Required work – A line below contains "baseboard shown in the photo above.", and a later one contains "hinge shown in the photo above.". Repeat both, with every line between them, exactly.
-------
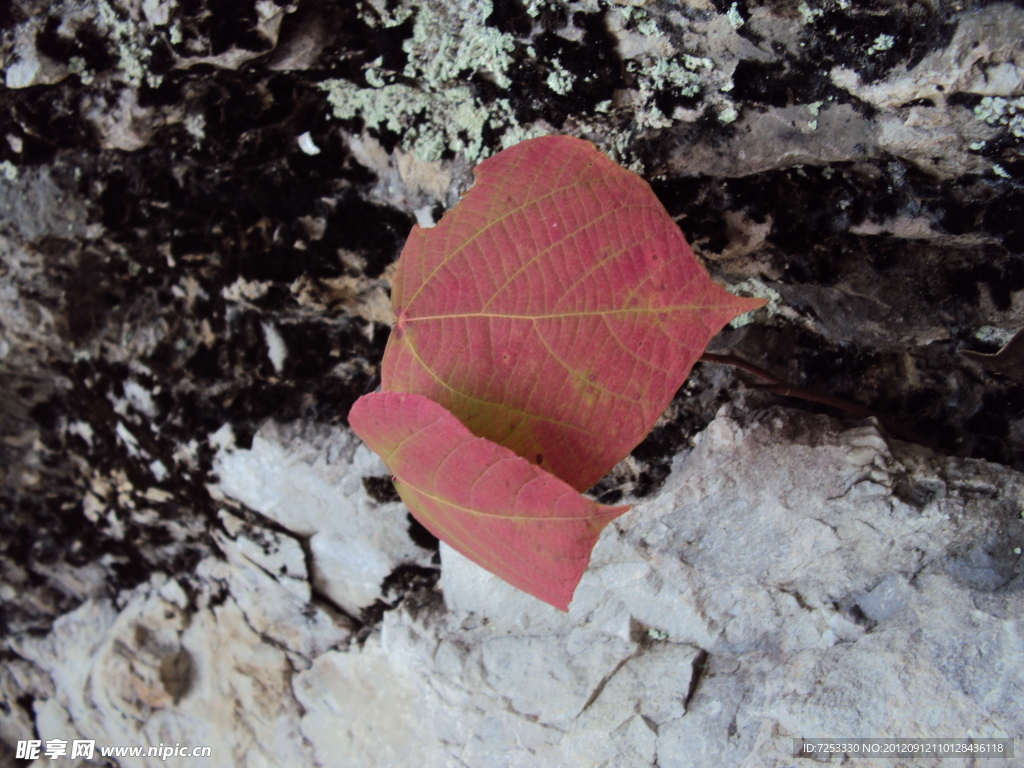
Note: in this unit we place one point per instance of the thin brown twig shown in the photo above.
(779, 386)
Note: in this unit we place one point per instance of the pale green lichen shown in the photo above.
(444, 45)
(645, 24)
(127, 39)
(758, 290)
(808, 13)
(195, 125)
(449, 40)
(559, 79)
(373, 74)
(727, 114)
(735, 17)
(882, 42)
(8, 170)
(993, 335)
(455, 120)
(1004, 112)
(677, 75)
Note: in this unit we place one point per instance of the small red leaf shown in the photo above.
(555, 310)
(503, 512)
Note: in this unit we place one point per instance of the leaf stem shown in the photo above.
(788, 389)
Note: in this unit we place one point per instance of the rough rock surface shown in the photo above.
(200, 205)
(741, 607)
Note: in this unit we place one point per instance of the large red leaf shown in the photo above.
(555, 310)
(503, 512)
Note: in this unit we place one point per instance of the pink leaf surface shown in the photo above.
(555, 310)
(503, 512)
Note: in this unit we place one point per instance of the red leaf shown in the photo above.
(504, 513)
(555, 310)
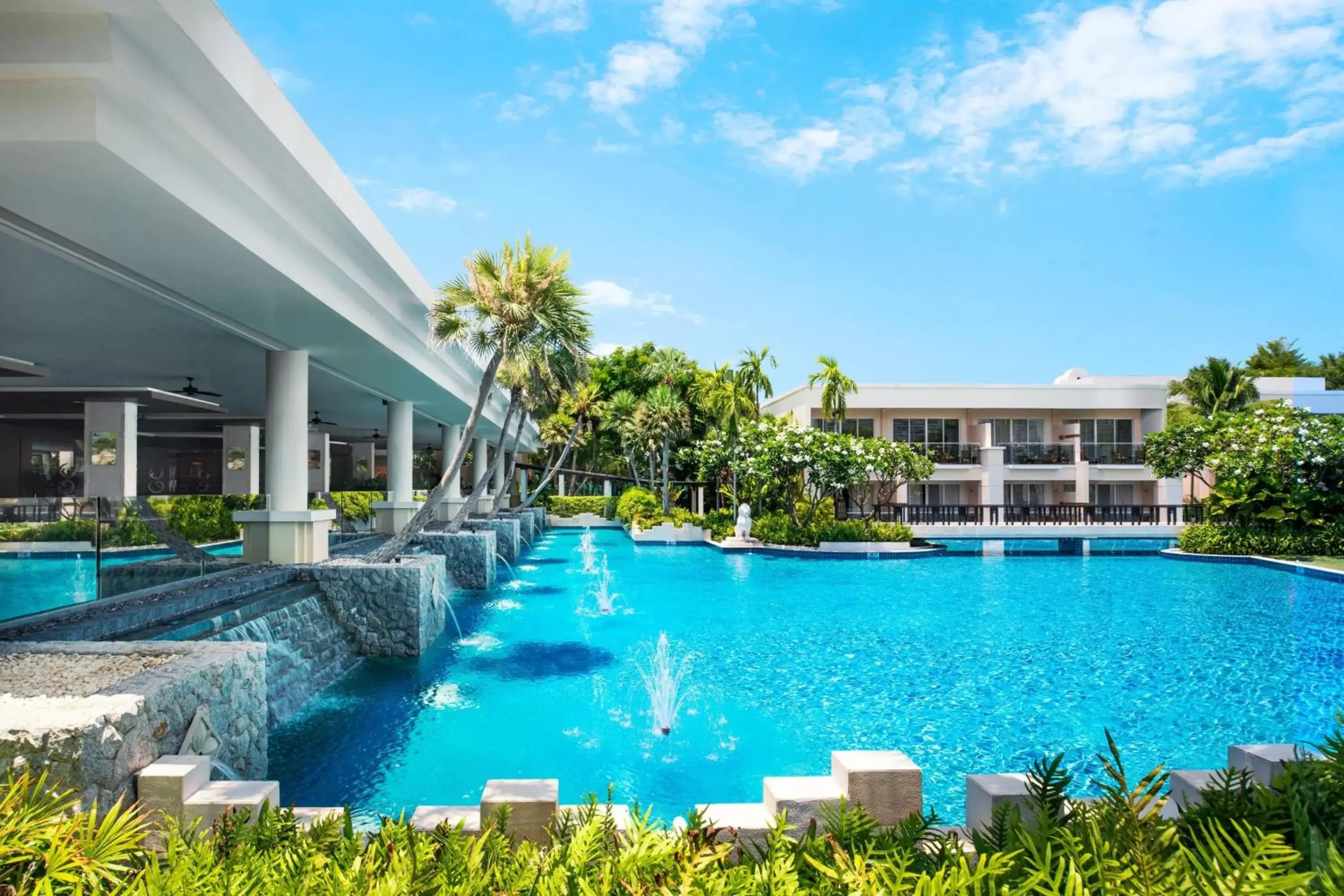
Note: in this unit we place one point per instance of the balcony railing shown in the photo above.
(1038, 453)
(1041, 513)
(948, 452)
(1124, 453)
-------
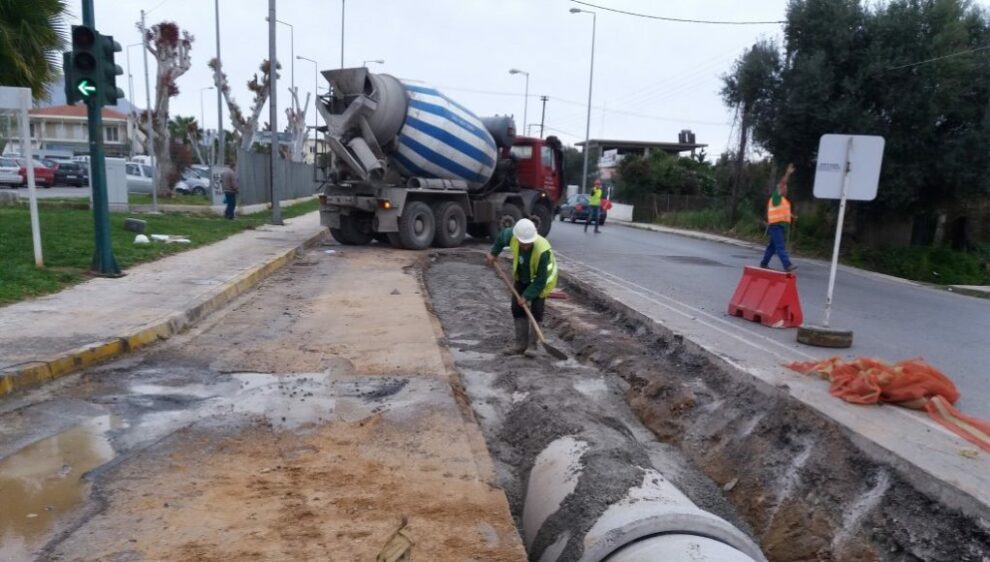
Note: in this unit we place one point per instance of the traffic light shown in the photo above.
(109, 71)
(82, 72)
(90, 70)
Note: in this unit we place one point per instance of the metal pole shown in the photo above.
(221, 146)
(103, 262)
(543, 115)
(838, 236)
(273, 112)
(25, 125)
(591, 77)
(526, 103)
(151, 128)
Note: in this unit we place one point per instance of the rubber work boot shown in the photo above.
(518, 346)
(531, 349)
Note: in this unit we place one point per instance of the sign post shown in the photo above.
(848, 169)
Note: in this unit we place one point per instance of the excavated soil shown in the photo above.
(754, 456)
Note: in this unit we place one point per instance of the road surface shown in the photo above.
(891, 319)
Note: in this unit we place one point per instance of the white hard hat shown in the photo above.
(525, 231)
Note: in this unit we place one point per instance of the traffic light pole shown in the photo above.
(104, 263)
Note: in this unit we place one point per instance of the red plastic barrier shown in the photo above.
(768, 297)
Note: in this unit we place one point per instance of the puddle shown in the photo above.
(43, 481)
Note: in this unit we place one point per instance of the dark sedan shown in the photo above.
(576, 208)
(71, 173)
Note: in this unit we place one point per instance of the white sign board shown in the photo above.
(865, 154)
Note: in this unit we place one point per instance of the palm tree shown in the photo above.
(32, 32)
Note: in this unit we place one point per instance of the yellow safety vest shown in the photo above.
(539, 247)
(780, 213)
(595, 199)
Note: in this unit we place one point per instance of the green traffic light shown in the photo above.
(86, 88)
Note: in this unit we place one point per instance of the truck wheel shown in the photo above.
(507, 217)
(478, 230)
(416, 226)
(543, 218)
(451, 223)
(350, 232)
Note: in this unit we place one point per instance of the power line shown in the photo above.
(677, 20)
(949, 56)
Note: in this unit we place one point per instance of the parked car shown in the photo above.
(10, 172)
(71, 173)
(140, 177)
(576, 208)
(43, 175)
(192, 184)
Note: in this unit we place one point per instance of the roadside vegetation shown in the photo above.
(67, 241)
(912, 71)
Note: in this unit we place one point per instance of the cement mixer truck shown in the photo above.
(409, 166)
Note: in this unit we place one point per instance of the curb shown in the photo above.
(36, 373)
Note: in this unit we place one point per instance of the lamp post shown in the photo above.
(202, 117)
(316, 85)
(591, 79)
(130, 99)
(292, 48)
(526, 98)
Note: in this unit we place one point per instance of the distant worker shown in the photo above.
-------
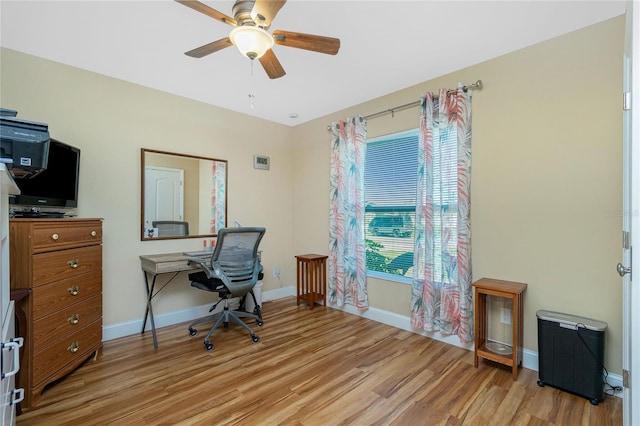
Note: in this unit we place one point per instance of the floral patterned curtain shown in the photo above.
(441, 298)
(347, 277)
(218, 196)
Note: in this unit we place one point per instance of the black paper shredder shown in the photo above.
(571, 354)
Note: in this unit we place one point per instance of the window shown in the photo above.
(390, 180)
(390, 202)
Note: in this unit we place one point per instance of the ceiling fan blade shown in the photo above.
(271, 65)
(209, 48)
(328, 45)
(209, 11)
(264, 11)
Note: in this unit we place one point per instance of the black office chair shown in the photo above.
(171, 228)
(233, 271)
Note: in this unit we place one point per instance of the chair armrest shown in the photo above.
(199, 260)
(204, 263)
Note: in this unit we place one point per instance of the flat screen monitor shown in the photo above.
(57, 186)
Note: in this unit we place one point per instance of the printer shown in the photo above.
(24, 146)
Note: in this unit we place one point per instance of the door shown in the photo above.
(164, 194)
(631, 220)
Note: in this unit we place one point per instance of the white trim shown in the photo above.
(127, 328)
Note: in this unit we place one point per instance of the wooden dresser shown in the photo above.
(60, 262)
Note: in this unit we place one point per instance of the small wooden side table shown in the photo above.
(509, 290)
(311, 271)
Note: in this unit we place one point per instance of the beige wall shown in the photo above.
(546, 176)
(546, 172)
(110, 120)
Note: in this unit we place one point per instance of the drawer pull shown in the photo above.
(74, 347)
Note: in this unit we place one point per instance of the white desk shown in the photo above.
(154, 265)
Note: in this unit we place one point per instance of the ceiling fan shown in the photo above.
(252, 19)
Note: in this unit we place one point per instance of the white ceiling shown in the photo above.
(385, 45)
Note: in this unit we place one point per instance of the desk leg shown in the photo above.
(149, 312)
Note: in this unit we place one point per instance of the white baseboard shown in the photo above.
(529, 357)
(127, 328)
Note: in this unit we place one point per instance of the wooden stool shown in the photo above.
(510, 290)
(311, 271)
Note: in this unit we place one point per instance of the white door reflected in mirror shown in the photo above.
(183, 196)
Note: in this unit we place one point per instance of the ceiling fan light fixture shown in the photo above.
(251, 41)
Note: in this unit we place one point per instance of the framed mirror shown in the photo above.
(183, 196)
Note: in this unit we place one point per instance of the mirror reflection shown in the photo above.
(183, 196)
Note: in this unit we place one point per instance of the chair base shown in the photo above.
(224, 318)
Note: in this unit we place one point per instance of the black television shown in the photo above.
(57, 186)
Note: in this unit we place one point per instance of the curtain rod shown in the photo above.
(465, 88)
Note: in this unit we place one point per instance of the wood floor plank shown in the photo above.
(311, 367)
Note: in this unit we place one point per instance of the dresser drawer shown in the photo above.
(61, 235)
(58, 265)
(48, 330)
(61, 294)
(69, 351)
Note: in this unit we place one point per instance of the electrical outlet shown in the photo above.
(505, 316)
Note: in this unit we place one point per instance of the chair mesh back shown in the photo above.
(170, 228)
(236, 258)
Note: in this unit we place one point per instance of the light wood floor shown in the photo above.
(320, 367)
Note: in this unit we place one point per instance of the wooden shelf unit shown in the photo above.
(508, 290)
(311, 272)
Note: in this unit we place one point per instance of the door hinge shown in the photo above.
-------
Task answer –
Note: in this unit we place one point per instance of the white baseboard shown in the photo above.
(529, 357)
(127, 328)
Note: in this unit we place one point per instance of the wooden stool shown in the photo above.
(510, 290)
(311, 271)
Note: in this unit we place one point per instance of the white door reflected in mirror shown in the photo above.
(183, 196)
Note: in this unit we place one point per instance of the ceiling fan light fixture shown in the photo above.
(251, 41)
Note: in this unit we place one point per instance of the framed mirror shown in the photo above.
(183, 196)
Note: in this unit we place one point per instance of the mirror reflection shown in the photo above.
(183, 196)
Note: in this unit we place one point per instance of the chair base shown in the photo above.
(224, 318)
Note: in this unit we place one point per instance of the black television shown in the photo above.
(57, 186)
Note: in this unit we place one point per instance of the curtain rod shown in the photo above.
(465, 88)
Note: in this unit we place one point per instance of the wood floor plank shown in the photo above.
(311, 367)
Note: in this unit we place one point per instance of the dresser drawer shown in the photo above.
(61, 235)
(58, 265)
(48, 330)
(61, 294)
(69, 351)
Note: in this unit we place one point per instance of the electrical outlet shown in the photo above.
(505, 316)
Note: in this unit we place one point per instance of the chair mesh back shown in the photo above.
(170, 228)
(236, 258)
Note: in this unit we place one point per instance of the light wood floor shown in the photo above.
(320, 367)
Note: in this unit we place one point per instance of the wooden shelf unit shown in the photo above.
(508, 290)
(311, 272)
Note: in this unit we place one point per instance of the door hinge shown in the photo above.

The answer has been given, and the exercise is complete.